» **Required work**
[1] Reproduce the article on hybrid work starting at "Part of the" and ending at "should be present.".
[2] Summarize the article on hybrid work in two sentences.

--- Begin Passage shown ---

As restrictions lifted and offices began to reopen last year, hybrid arrangements were heralded as the future of work. The ability to divide your time between remote and office working would give employees greater freedom, flexibility and the all-important work-life balance, and after more than a year stuck at home, they could finally swap Zoom calls for in-person meetings, catch up with colleagues and restore some semblance of a boundary between work and home. In practice, however, hybrid models haven’t quite lived up to that promise.
We’re in a phase where the way in which we work has probably changed more in the last two years than it has in the previous two decades,” says Deirdre O’Shea, associate professor in work and organisational psychology at the University of Limerick (UL). “It’s important to acknowledge that the office we’re going back to is not the office we left. When we were sitting at home, looking at people through a screen and not having a chat in the corridor made us lonely, and that created this expectation that when we go back into the office, it will all be fine. That can’t fully be realised if not everybody is going back into the office.”
For many workers, low attendance levels mean being in the office can be just as lonely as being at home.
“It’s another form of isolation,” says Patrick Flood, professor of organisational behaviour at DCU. “You may be in the building, but your colleagues aren’t there, so you’re not interacting very much with them. That doesn’t mean that’s not an effective model to get the work done — it’s a good model actually, because you’re uninterrupted — but from a relationship point of view, you can be isolated at home, or you can be isolated in an empty office.”
It has given rise to a phenomenon dubbed ‘pin-drop syndrome’, where the absence of any background noise from co-workers chatting or laughing can become stifling and heighten workers’ self-consciousness. “There’s a certain comfort there for particular personality types which is lost when you’re in the big, open, silent office,” Flood explains. “It’s extremely quiet, and when they speak, it’s really noticeable. The sound is magnified in that open space. You can hear your heart beating almost. People are inhibited by the silence itself, and they tend to use messaging apps like Slack to interact with each other, even though they’re in the same space. It’s exactly what you don’t want, because face-to-face conversations are really where you get problems solved and innovation takes place.”
He notes that this could be helped by installing an ambient noise machine, as the BBC reportedly did in 1999 after staff complained their open-plan workplace was too quiet. “If a company wanted to recreate that, they could have something like ‘tinkling waterfall’ as a background noise. The BBC actually taped the typical sounds in an office and played that where people were working, so they have that sense that it’s like the good old days,” he says.
The ‘ghost office’ problem has been haunting workers for months, as employers try to ascertain what hybrid model works for their business and staff. O’Shea notes that firms are still in the early stages of figuring out arrangements, and that there is no ‘one size fits all’ solution, due to the different requirements of each organisation depending on its size, location, products and other factors.
Part of the problem stems from companies making the decision to introduce hybrid working, but not investing resources toward facilitating it, choosing simply to tell staff to come in a few times a week without giving any explanation as to when, why, or for what purpose they should be present.
“That’s the knowing-doing gap, as they call it,” Flood says. “You have HR policies or working policies, and you talk a good game of golf, but there isn’t the momentum and support to make things happen on the ground. For employees, particularly younger employees, clarity is something that they crave from management. Clear leadership sets out clear objectives and clear guidelines for them.”

--- End Passage shown ---
--- Begin Extracted material ---

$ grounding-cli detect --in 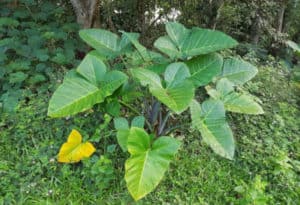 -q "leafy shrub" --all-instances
[0,0,80,112]
[48,22,263,200]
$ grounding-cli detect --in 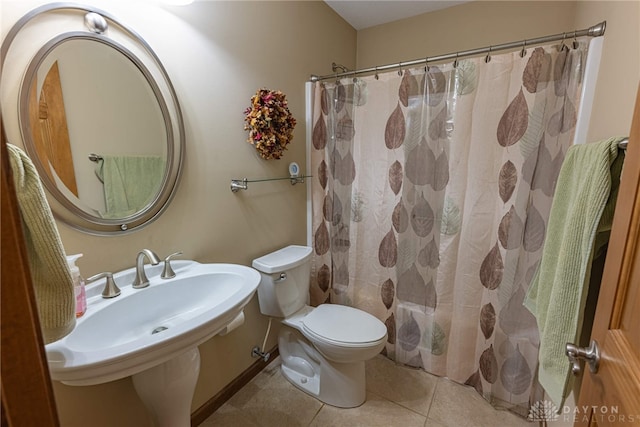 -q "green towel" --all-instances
[96,156,166,218]
[524,138,624,408]
[7,144,76,344]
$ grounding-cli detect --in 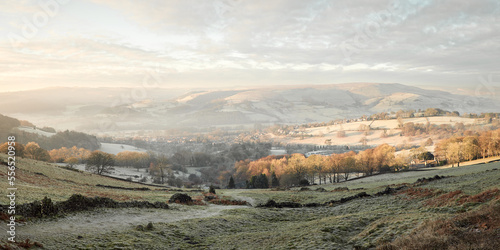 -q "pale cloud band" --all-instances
[0,0,500,90]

--- End Extracted material ---

» **Results for the exercise**
[1]
Part of the problem stems from companies making the decision to introduce hybrid working, but not investing resources toward facilitating it, choosing simply to tell staff to come in a few times a week without giving any explanation as to when, why, or for what purpose they should be present.

[2] Hybrid working was heralded as offering flexibility and a return to in-person contact, but low office attendance has left many workers as isolated in empty offices as they were at home, and the silence of such offices ('pin-drop syndrome') inhibits conversation. Firms are still working out which hybrid model suits them, and part of the problem is that companies introduce hybrid working without investing resources in it or explaining when, why or for what purpose staff should come in.